WORK INSTRUCTIONS: Please write out the lines below word for word, omitting the pictures.

Pointing records:
::::::
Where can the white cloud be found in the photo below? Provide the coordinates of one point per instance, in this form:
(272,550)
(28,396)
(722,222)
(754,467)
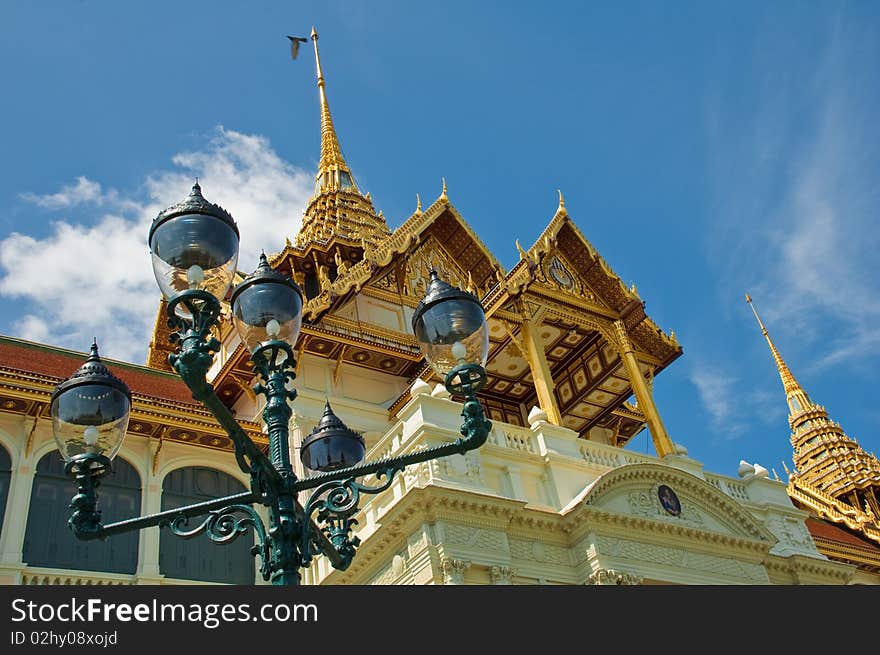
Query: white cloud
(718,393)
(84,281)
(84,190)
(731,406)
(796,204)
::::::
TASK RESULT:
Where can the white cloud be found in the photo below? Provide the coordinates of one point per instance, in this form:
(272,550)
(28,396)
(722,222)
(754,467)
Query: white cloud
(718,393)
(84,281)
(84,190)
(731,406)
(796,204)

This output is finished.